Point-based annotation data

▶

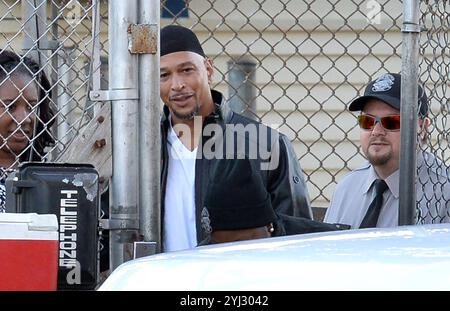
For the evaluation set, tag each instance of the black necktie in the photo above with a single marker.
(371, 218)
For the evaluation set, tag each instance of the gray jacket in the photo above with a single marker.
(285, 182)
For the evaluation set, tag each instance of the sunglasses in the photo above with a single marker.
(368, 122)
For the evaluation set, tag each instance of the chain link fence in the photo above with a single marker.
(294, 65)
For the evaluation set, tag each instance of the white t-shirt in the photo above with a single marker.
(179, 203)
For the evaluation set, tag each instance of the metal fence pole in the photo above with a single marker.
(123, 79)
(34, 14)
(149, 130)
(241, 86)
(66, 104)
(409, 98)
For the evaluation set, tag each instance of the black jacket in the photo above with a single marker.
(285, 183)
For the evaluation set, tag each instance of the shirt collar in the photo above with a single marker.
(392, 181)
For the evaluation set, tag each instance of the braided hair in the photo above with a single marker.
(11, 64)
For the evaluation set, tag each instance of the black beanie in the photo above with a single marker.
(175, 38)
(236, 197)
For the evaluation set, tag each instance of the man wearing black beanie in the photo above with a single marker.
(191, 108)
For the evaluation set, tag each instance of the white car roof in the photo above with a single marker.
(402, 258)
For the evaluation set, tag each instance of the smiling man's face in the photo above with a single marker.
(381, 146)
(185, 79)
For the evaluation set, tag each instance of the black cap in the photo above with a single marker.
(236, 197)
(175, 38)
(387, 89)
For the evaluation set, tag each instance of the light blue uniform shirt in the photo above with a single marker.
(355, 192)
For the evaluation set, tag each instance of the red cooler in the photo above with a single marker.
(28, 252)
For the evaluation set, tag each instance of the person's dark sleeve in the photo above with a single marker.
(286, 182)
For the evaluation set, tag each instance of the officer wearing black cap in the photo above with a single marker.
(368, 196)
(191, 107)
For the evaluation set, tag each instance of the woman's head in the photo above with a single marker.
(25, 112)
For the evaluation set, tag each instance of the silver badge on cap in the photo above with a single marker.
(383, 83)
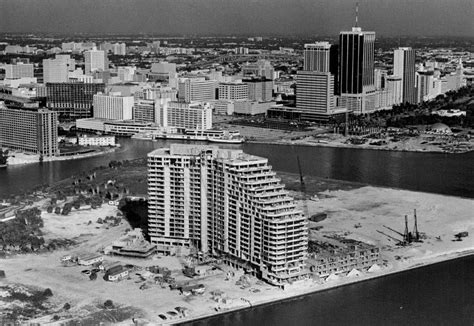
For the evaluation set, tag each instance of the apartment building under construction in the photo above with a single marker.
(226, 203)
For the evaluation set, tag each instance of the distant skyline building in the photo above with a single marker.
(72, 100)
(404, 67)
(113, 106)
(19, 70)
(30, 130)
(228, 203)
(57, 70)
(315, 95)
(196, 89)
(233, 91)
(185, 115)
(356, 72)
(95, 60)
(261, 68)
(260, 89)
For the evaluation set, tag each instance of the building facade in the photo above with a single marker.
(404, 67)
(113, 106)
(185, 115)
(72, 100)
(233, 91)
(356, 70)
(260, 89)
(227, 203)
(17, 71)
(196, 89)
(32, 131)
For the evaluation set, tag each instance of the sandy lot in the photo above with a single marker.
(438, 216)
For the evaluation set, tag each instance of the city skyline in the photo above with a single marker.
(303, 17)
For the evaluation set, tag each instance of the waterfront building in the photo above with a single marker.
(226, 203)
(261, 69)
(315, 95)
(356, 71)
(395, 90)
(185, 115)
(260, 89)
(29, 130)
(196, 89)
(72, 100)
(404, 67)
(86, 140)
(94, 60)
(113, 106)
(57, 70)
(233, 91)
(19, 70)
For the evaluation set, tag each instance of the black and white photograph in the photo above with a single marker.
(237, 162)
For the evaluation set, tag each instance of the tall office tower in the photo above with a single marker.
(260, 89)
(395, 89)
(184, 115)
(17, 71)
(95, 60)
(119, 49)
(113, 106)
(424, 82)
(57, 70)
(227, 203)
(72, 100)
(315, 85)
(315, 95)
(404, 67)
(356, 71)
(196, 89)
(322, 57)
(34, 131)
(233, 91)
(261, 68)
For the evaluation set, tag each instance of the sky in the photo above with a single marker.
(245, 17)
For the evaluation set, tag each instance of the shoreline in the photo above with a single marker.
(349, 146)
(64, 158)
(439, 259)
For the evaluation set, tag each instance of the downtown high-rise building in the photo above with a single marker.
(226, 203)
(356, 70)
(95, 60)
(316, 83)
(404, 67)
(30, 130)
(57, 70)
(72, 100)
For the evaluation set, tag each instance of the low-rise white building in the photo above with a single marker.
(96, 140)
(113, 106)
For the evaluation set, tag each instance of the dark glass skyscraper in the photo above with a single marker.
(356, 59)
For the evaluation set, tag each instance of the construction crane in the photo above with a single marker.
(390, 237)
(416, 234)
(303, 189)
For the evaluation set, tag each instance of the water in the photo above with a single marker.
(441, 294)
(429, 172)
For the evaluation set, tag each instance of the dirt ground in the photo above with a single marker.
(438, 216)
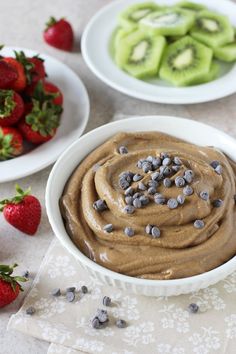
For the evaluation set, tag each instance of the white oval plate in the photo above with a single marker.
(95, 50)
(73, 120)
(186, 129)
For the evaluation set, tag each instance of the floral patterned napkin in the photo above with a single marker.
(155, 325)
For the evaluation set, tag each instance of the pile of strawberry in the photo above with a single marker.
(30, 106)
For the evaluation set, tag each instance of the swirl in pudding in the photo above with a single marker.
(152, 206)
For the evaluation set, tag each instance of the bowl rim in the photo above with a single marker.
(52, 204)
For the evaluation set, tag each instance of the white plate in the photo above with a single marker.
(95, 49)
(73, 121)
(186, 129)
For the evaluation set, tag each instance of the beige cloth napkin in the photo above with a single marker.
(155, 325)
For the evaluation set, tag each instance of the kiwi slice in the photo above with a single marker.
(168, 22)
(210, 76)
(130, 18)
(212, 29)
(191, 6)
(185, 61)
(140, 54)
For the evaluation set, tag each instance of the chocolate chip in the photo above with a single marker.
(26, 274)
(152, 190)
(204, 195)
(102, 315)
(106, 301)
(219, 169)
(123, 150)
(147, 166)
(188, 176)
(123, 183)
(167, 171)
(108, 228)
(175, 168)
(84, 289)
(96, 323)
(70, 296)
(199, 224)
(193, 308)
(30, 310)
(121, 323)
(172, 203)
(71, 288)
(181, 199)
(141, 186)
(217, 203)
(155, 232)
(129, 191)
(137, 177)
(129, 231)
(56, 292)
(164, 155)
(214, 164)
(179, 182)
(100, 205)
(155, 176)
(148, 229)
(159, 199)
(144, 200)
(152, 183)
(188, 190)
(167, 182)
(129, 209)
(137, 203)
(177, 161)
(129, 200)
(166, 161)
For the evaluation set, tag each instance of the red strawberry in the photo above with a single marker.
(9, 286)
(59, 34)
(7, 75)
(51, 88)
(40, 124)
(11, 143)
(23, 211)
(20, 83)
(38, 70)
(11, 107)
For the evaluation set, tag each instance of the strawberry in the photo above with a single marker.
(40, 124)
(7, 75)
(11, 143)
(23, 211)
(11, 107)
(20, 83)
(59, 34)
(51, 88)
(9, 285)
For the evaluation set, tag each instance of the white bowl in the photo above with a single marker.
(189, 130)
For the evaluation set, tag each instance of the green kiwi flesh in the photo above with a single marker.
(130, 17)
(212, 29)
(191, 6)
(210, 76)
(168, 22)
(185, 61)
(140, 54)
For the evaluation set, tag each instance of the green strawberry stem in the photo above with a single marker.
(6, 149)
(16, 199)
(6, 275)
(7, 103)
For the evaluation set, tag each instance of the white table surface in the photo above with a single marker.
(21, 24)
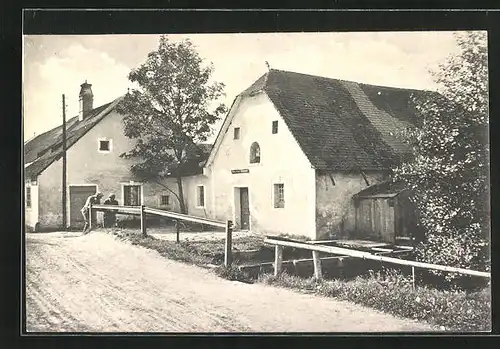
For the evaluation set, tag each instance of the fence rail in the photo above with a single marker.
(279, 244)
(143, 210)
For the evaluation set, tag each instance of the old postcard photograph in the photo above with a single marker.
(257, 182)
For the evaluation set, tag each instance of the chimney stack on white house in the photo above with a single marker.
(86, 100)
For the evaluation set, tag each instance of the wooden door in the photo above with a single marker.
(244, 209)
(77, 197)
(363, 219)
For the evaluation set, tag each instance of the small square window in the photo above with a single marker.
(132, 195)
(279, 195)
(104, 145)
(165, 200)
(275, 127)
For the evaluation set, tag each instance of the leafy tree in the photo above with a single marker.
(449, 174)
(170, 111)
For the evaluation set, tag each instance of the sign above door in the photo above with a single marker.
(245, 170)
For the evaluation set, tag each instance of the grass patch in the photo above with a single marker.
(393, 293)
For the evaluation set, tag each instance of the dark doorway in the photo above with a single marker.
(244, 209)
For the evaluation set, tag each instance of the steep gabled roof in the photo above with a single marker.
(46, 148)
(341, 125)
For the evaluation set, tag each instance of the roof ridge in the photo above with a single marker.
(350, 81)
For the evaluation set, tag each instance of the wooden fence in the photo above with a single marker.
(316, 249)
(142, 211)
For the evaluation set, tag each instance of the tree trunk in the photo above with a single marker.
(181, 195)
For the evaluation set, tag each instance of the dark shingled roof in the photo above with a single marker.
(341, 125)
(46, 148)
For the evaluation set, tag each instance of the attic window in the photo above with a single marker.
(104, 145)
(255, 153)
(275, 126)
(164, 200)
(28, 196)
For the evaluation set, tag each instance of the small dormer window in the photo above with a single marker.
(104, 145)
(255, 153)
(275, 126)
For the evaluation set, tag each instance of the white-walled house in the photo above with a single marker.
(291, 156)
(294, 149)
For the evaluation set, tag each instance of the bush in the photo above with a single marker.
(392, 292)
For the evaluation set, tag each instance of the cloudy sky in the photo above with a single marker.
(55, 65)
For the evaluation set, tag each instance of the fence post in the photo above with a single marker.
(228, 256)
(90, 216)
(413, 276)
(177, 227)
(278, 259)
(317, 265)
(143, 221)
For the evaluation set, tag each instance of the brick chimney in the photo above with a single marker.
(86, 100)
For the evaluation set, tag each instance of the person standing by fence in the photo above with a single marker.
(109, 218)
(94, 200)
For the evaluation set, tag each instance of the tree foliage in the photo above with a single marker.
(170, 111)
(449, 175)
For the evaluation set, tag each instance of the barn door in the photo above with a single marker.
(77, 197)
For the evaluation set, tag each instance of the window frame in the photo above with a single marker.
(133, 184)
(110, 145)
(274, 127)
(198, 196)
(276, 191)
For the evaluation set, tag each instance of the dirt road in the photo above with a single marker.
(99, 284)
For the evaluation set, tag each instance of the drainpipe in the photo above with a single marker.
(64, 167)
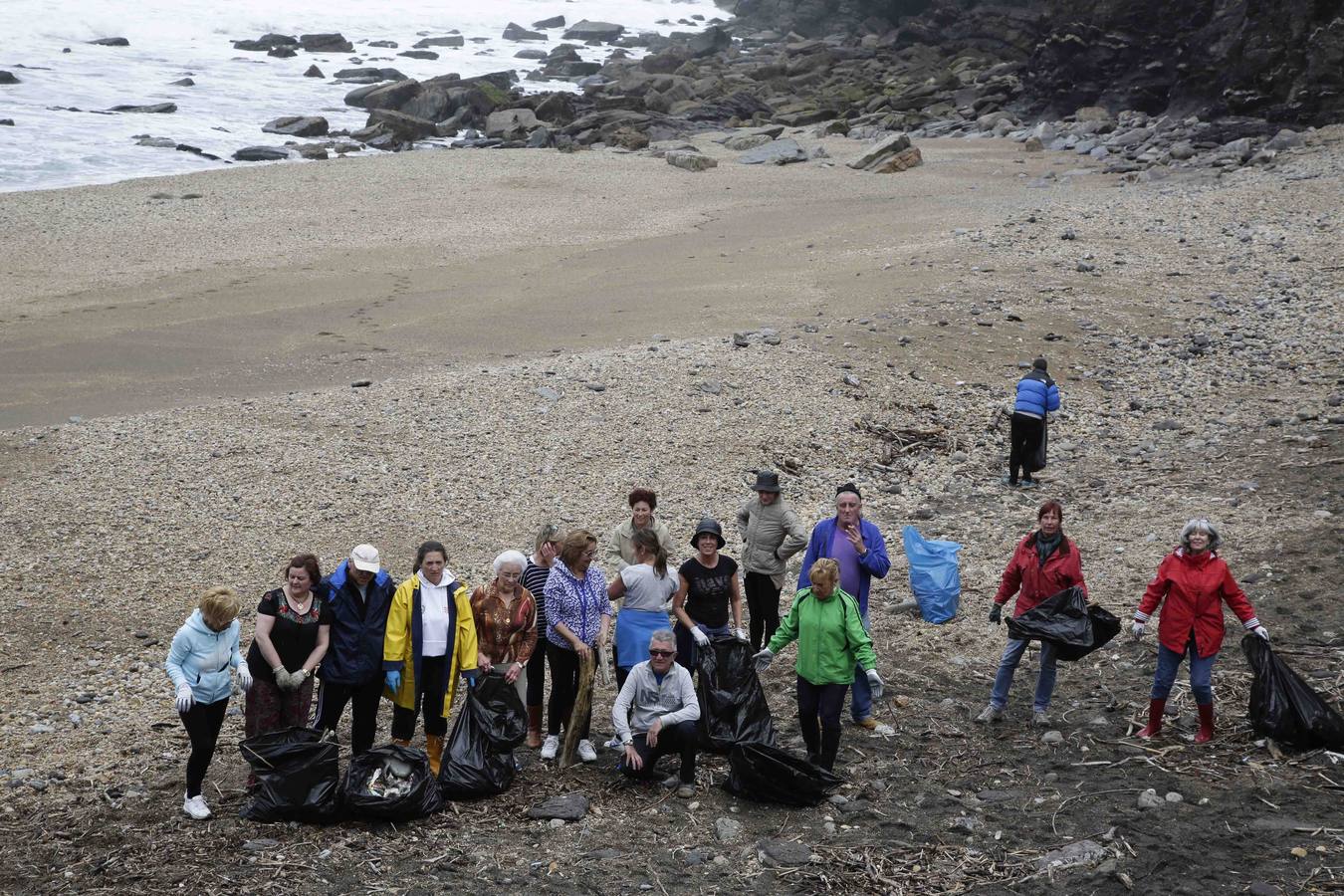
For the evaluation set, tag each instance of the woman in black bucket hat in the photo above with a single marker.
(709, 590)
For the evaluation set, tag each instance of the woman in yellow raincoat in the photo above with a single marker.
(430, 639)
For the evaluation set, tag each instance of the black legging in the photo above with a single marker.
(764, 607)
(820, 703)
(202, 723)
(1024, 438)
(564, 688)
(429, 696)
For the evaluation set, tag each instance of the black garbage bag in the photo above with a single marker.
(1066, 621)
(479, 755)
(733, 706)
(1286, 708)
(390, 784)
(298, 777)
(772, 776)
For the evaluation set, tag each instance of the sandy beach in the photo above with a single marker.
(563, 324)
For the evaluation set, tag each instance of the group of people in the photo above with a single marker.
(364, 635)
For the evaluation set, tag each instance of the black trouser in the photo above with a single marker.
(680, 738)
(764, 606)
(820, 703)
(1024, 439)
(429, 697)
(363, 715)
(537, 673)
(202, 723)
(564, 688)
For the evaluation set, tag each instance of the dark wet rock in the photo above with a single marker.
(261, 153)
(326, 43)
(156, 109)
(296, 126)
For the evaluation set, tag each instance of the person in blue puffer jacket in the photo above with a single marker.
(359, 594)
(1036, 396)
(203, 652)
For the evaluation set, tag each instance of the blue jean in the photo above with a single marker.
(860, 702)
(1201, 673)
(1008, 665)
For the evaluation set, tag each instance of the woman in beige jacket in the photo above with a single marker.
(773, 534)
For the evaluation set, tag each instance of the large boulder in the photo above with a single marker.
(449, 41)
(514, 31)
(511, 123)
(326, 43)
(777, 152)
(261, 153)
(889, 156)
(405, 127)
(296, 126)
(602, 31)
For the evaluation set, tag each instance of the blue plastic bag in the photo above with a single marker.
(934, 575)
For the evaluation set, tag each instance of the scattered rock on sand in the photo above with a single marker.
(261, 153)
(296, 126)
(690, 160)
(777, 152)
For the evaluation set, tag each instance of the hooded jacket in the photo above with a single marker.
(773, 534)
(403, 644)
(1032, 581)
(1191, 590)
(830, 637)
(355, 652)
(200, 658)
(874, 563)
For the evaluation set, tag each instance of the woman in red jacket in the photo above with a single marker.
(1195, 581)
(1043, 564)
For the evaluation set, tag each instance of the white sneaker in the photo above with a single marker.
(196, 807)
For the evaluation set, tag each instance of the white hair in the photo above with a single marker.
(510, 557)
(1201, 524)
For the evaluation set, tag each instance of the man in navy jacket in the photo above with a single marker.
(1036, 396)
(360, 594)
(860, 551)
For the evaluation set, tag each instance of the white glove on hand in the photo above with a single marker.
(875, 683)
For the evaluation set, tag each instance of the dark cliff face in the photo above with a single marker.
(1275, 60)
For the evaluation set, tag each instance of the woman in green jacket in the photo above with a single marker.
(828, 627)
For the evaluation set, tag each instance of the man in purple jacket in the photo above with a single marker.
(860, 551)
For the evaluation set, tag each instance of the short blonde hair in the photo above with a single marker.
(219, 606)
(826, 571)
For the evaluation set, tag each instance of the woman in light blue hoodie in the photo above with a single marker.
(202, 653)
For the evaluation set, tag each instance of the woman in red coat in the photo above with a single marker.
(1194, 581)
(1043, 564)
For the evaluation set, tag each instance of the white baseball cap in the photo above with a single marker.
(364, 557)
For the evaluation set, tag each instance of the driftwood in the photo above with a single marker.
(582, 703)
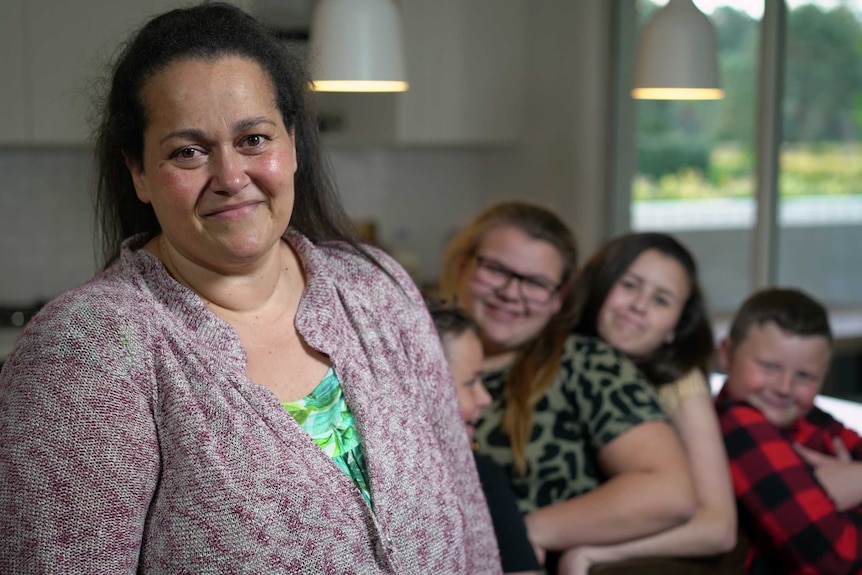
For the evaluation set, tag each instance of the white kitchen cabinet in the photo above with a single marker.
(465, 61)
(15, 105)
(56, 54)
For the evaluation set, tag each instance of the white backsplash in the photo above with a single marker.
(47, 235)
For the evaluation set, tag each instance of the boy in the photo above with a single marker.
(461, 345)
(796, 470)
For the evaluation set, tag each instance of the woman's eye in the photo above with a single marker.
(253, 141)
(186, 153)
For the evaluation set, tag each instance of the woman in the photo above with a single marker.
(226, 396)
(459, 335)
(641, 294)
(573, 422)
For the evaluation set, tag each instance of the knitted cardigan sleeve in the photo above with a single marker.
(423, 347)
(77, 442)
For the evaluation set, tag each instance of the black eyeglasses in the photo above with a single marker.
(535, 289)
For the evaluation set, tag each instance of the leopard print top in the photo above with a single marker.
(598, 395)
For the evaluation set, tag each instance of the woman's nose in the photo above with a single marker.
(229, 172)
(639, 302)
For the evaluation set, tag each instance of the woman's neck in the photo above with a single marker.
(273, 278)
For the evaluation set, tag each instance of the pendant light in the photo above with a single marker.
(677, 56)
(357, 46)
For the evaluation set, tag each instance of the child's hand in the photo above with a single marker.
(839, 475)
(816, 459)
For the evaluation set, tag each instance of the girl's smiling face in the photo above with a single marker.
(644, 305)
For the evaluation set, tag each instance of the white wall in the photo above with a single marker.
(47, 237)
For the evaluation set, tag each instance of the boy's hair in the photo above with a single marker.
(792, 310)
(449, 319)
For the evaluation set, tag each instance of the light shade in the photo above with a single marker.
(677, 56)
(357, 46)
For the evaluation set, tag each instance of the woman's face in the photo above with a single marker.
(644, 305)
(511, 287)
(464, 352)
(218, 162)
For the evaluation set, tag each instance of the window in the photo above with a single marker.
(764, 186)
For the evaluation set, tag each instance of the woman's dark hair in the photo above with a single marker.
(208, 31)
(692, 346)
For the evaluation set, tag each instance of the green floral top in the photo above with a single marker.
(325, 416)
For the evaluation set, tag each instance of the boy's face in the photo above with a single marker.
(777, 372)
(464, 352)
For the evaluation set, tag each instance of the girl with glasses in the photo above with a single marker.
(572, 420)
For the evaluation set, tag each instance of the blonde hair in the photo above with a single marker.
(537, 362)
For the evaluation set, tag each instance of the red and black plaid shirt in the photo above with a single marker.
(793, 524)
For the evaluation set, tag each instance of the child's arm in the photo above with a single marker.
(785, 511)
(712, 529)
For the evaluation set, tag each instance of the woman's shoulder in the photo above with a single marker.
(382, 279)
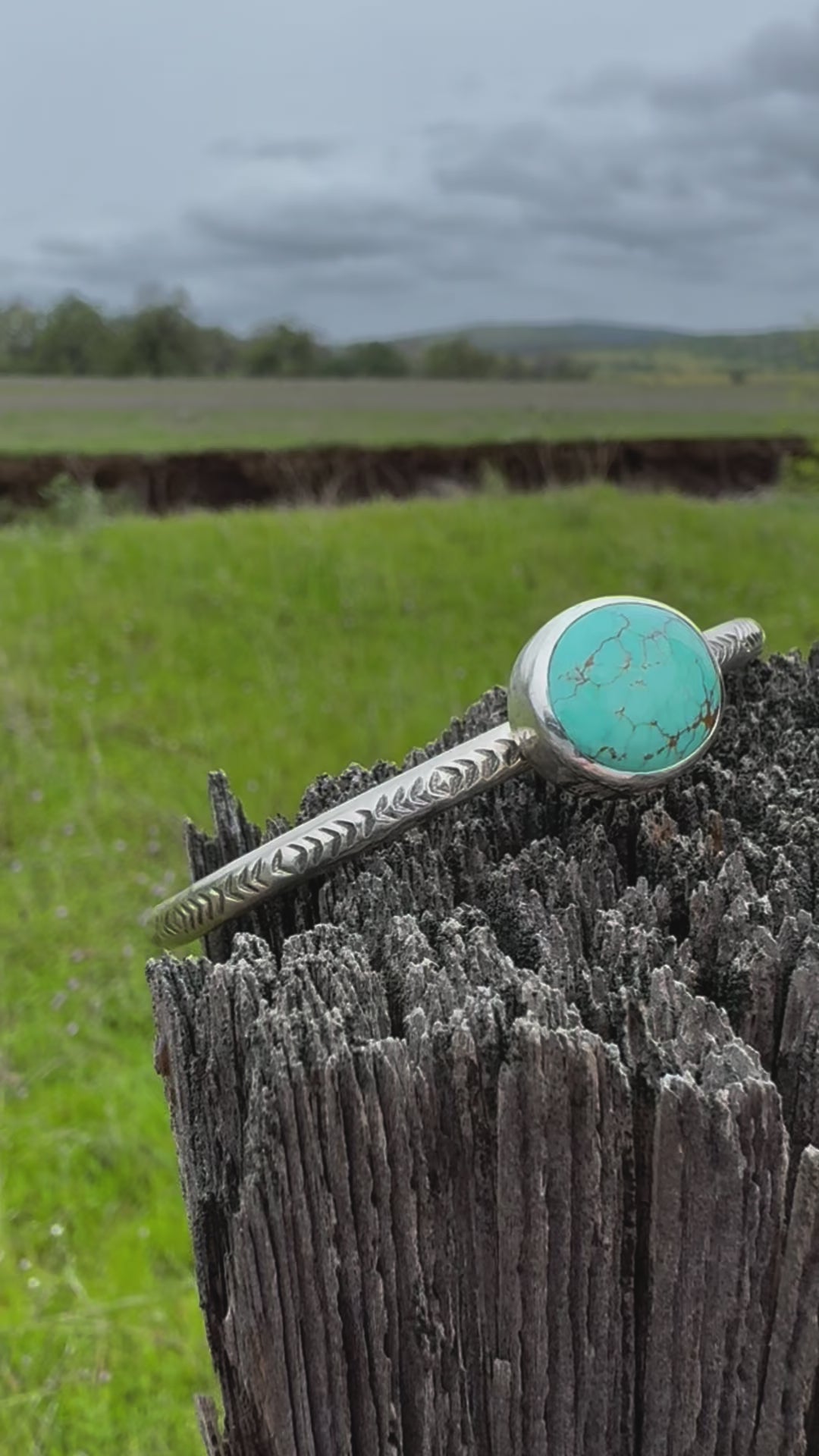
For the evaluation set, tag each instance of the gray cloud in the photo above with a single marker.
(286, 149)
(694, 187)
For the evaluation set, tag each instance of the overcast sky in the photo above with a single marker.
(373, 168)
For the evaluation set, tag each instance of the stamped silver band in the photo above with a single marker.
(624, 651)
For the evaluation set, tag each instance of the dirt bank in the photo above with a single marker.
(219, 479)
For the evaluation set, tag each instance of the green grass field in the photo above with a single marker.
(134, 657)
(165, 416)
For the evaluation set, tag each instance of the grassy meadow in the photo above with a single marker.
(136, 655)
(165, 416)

◀

Take the lines from the one that contains "For the evaluation set, tag each instance of the boy's hair" down to the last line of the listing above, both included, and set them down exactly, leaving out pictures.

For the evaluation set, tag each instance of the boy's hair in the photo above with a single marker.
(792, 310)
(449, 319)
For the evaluation set, tag each instance of the light shade in the photo above with a single marker.
(677, 56)
(357, 46)
For the evaluation set, tag each instance of the woman's face in the photo above with a single marker.
(644, 305)
(511, 287)
(464, 352)
(218, 162)
For the evaluation set, tag each instance of the window in the photo above with a single marker.
(764, 186)
For the evaluation set, tag each instance of the woman's dark hair in the photo above with a single marker.
(208, 31)
(692, 346)
For the evaluation set, tag each instance of the green floral top in the photo above with a single marker.
(325, 416)
For the evaluation set, tag each instance of the boy's face in the photo above with a single marker.
(777, 372)
(464, 352)
For the evaluation set, tag each instance of the girl with glasses in the photo above with a single marker.
(572, 420)
For the evaluation set, tag each instance of the blonde hair in the photo above with a single marker.
(537, 362)
For the evaluation set, tag each instance of the red and black plaid shirt in the photo above with a single marker.
(793, 524)
For the evaluation set, tag each instance of the child's arm in the photo above with a single marker.
(785, 511)
(712, 529)
For the evaluation set, tag each instance of the woman's shoulder in the photo above with a single marker.
(382, 279)
For the evaluation set, tag each instance of the gray cloud in the photo above with a single marker.
(286, 149)
(694, 187)
For the evaluation set, tag each instance of the overcast sky in the photo above with a single marker.
(373, 168)
For the evaluation set, tag each instance of the stamped silver band in the photo above with a single marker.
(624, 651)
For the evaluation set, tag each instance of the dirt bank in the photo above with a single marker.
(219, 479)
For the evaluation set, tag each instance of the green grass field in the photo above with a single marker.
(134, 657)
(165, 416)
For the evaluation set, tag each instance of the grassy meadow in the photo above with a single marker.
(136, 655)
(165, 416)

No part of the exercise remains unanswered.